Wherever the string "dishwasher" shows up in the records below, return that line.

Provided information Start Marker

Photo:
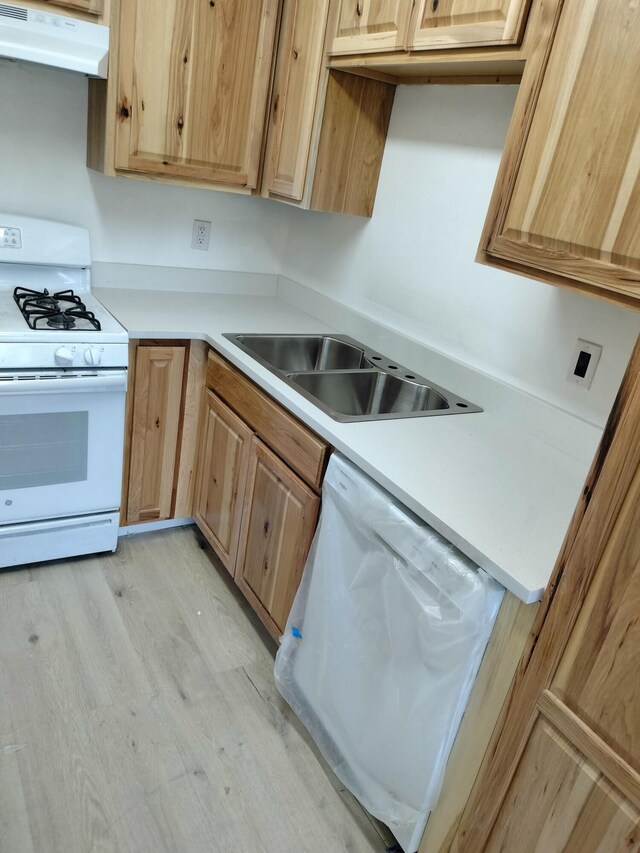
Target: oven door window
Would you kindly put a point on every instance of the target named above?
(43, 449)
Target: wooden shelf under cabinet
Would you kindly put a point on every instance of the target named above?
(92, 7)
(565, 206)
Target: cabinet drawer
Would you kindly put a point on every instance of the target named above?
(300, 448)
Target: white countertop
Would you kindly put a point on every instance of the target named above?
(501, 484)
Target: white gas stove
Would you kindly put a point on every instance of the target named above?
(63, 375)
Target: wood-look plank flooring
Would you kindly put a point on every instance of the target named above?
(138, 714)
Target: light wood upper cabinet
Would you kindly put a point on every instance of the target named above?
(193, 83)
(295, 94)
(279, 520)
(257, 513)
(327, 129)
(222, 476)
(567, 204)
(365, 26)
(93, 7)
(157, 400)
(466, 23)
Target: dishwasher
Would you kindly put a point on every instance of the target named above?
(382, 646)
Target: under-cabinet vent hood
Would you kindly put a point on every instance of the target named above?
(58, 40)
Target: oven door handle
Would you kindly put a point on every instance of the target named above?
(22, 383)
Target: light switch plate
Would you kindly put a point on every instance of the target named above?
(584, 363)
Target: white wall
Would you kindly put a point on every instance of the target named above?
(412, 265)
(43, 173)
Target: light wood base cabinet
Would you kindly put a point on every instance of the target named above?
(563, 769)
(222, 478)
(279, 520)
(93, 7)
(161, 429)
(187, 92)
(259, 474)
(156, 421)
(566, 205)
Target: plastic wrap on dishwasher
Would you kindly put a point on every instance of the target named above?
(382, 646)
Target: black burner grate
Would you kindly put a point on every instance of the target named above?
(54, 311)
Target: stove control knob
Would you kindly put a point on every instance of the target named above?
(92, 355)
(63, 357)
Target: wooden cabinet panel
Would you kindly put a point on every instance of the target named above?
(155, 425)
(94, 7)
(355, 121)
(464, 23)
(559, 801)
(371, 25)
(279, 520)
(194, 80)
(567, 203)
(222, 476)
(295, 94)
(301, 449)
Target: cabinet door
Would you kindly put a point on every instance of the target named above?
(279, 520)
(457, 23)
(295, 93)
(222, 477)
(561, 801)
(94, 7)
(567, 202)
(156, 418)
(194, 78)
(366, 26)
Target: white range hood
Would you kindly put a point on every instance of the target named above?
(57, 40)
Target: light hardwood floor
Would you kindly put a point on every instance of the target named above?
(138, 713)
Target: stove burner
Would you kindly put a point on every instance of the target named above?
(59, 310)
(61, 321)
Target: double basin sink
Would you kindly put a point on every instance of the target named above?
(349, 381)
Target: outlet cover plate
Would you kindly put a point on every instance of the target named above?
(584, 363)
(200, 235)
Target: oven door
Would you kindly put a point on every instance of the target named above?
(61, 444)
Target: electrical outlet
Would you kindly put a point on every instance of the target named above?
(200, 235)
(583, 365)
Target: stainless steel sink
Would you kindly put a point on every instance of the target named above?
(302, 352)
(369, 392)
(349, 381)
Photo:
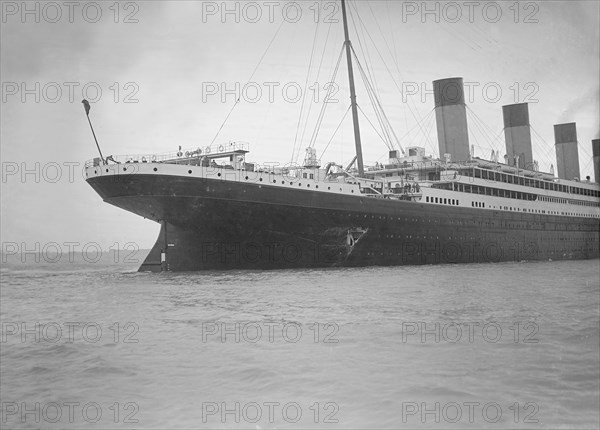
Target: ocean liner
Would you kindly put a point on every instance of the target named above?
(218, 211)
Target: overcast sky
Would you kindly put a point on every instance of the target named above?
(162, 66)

Provided information End Marker

Solved exercise:
Target: dishwasher
Target: plastic wrap on dishwasher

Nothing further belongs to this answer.